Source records
• • • •
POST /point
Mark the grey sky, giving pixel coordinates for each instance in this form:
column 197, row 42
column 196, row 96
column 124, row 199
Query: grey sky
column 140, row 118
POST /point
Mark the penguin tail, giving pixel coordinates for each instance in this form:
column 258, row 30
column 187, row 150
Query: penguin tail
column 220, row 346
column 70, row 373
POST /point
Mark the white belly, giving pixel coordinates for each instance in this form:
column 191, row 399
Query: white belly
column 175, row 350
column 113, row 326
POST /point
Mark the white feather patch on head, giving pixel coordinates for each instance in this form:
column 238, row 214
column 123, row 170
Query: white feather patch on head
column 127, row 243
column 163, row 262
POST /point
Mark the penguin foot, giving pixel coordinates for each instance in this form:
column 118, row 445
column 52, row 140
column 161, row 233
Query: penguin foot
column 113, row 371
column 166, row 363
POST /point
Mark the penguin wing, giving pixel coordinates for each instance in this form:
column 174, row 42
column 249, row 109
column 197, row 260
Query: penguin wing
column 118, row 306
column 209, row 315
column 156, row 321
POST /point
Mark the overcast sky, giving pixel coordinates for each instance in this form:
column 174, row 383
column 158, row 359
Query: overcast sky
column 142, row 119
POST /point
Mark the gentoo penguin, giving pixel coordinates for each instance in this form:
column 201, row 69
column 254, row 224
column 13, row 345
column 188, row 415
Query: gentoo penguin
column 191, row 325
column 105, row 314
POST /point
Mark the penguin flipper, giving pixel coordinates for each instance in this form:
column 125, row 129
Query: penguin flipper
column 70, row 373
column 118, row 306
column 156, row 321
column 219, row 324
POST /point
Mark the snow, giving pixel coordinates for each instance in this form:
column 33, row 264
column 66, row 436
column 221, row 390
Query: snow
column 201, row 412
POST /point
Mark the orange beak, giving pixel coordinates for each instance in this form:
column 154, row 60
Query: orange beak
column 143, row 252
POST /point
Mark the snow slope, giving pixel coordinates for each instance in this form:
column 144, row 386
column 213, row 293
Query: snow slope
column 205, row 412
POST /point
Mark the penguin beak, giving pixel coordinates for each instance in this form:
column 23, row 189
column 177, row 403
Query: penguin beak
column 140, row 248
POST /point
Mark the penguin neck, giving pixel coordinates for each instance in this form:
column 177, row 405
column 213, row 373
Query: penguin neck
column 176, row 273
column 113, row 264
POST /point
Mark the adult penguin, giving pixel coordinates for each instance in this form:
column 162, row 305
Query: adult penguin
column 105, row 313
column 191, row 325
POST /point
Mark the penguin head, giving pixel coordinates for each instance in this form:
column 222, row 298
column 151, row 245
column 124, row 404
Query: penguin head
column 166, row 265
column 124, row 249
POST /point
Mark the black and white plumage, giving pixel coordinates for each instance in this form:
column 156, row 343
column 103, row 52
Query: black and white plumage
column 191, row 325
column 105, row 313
• • • •
## PROBLEM STATEMENT
Write out only those lines that fall between the one containing "Mark the black" and the end of the entries, the first and last included, exactly as they read.

## ANSWER TO THE PROBLEM
Mark the black and white plumage, giving pixel coordinates for each instance in this form:
column 156, row 343
column 103, row 52
Query: black and white plumage
column 191, row 325
column 105, row 313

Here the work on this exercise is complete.